▶ [PASSAGE GIVEN]
▬▬▬▬▬▬▬▬▬▬

Watershed Mural Design Notes - Nov 16, 2005

 

Ideas for depicting water route to Darien, GA/Atlantic:

 

 Ideas for depicting water route to Apalachicola, FL/Gulf

 

Ideas for either watershed/waterway:

Historical Information

Horace King (1807 – 1885)

Horace King was the most respected bridge builder in west Georgia, Alabama, and northeast Mississippi from the 1830s until  the 1880s. He constructed massive town lattice truss bridges over nearly every major river from the Oconee in Georgia to the Tombigbee in Mississippi and at nearly every crossing of the Chattahoochee River from Carroll County to Fort Gaines.

Slave Artisan

Born as a slave of African, European, and Native American (Catawba) ancestry in Chesterfield District, South Carolina, King moved with his master, John Godwin (1798-1859), a contractor, to Girard, Alabama, a suburb of Columbus, Georgia, where Godwin had the contract to build the first public bridge connecting those two states. King probably planned the construction and directed the slaves who erected that span. Godwin apparently realized King's intuitive genius as a builder and nurtured those skills. During the early 1840s King served as superintendent and architect of major bridges at Wetumpka, Alabama, and Columbus, Mississippi, without Godwin's supervision.

▬▬▬▬▬▬▬▬▬▬

▶ [DATASET RECORDS]
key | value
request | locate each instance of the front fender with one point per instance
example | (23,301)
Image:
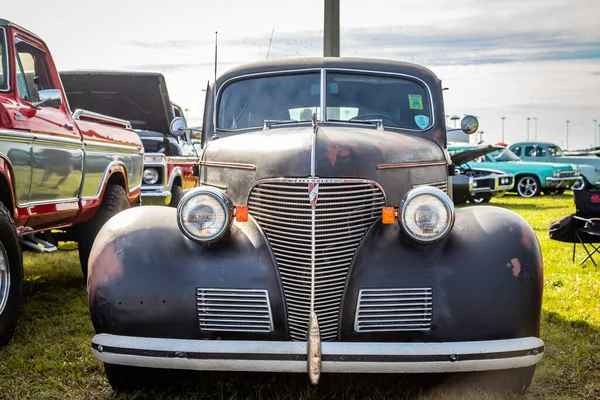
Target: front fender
(486,277)
(143,275)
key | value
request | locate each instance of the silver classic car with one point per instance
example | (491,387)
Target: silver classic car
(322,239)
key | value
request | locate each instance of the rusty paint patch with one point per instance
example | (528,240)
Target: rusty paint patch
(515,265)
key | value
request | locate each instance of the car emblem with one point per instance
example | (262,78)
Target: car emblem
(313,192)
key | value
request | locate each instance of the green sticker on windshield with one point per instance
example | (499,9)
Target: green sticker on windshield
(416,101)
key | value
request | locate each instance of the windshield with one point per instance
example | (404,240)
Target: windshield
(350,97)
(502,155)
(397,102)
(249,102)
(3,61)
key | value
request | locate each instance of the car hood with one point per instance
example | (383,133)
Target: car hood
(395,160)
(472,154)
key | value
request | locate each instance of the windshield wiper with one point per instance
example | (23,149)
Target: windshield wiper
(377,122)
(270,122)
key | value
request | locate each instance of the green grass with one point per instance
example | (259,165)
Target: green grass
(50,355)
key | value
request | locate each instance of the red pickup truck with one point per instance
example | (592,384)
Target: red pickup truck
(58,170)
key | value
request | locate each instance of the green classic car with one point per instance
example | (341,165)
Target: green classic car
(530,178)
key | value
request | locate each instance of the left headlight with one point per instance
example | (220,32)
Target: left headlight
(426,214)
(205,214)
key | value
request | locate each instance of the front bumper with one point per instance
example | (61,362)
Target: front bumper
(560,183)
(334,357)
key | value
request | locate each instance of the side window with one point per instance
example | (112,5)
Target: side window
(529,151)
(32,71)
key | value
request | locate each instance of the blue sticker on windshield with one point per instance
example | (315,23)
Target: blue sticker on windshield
(422,121)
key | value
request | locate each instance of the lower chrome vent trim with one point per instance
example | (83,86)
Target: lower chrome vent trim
(234,310)
(389,310)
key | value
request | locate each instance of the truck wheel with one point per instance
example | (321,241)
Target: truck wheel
(114,201)
(528,186)
(176,195)
(11,276)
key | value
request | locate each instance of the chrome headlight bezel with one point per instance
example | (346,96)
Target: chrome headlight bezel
(440,196)
(154,179)
(195,195)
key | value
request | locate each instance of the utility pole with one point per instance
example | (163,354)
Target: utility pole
(331,29)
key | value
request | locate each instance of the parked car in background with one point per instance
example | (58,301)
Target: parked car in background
(170,160)
(58,169)
(321,239)
(530,178)
(477,185)
(550,152)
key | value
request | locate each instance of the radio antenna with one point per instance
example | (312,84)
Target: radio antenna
(270,42)
(216,39)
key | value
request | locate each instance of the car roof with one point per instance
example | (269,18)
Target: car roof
(6,23)
(534,142)
(327,62)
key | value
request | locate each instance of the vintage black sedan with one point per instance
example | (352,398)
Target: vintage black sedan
(322,239)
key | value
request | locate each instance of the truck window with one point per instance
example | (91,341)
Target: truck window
(32,71)
(3,61)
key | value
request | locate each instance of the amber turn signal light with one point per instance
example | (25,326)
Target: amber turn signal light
(241,213)
(388,215)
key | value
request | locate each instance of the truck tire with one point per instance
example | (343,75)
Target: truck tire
(528,186)
(11,276)
(114,201)
(176,195)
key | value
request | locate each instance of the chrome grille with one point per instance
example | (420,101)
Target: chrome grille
(384,310)
(567,174)
(345,210)
(234,310)
(442,185)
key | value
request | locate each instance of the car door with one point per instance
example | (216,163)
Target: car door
(57,155)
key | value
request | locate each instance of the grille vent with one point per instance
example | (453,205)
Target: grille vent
(234,310)
(345,210)
(384,310)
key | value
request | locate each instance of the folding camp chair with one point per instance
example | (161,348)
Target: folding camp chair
(587,223)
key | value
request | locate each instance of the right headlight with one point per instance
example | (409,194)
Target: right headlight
(205,214)
(426,214)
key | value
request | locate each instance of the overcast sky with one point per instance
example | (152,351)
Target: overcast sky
(511,58)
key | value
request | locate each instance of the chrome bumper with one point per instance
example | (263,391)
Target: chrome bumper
(156,198)
(334,357)
(557,183)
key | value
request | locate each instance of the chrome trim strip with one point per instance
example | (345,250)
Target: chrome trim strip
(7,54)
(96,145)
(96,117)
(318,180)
(228,165)
(412,165)
(337,357)
(21,136)
(44,138)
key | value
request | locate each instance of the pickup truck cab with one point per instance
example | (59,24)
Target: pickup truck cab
(58,170)
(142,98)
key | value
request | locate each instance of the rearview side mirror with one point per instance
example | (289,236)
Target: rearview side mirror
(49,98)
(469,124)
(178,126)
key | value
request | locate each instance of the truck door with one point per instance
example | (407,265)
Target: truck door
(57,156)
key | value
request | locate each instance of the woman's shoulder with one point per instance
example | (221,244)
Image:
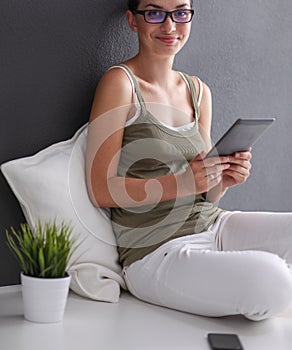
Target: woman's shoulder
(115,78)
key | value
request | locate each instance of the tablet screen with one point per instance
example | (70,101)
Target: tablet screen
(240,136)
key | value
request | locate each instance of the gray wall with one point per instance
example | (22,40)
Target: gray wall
(53,53)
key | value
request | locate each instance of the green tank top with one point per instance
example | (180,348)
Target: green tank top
(151,149)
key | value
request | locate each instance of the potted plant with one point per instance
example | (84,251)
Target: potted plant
(43,253)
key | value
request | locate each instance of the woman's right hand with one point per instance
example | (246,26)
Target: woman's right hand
(207,172)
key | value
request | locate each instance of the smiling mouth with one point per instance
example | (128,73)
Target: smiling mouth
(168,39)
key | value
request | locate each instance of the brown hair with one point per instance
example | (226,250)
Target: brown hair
(133,4)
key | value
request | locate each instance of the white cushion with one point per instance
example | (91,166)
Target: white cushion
(50,185)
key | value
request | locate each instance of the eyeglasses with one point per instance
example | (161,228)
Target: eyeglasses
(159,16)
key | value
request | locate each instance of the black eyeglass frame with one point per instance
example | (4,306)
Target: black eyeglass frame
(166,13)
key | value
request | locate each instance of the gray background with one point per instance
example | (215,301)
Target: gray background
(52,54)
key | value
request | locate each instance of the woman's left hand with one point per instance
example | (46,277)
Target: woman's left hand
(239,169)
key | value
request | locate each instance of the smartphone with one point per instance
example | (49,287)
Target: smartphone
(224,341)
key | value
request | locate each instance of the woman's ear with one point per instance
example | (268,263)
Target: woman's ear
(131,21)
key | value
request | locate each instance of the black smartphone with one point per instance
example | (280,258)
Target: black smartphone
(224,341)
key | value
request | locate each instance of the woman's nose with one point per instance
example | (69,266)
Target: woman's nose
(168,25)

▬▬▬▬▬▬▬▬▬▬

▶ [WORK INSTRUCTIONS]
1/ Write out the part of the mural design notes between "Ideas for depicting water route to Apalachicola, FL/Gulf" and "to Fort Gaines.", inclusive.
2/ Write what comes next in the mural design notes, starting after their final sentence.

▶ [RESPONSES FOR EACH TASK]
1/
Ideas for depicting water route to Apalachicola, FL/Gulf

 

Ideas for either watershed/waterway:

Historical Information

Horace King (1807 – 1885)

Horace King was the most respected bridge builder in west Georgia, Alabama, and northeast Mississippi from the 1830s until  the 1880s. He constructed massive town lattice truss bridges over nearly every major river from the Oconee in Georgia to the Tombigbee in Mississippi and at nearly every crossing of the Chattahoochee River from Carroll County to Fort Gaines.

2/
John Godwin allowed King and his other slaves a great degree of freedom, and in 1846 he freed King, perhaps to protect this valuable asset from his creditors. King might have simply bought his freedom, but the relationship between the former master and slave remained the same. After Godwin's death in 1859, King erected a monument over his grave that declared "the love and gratitude he felt for his lost friend and former master."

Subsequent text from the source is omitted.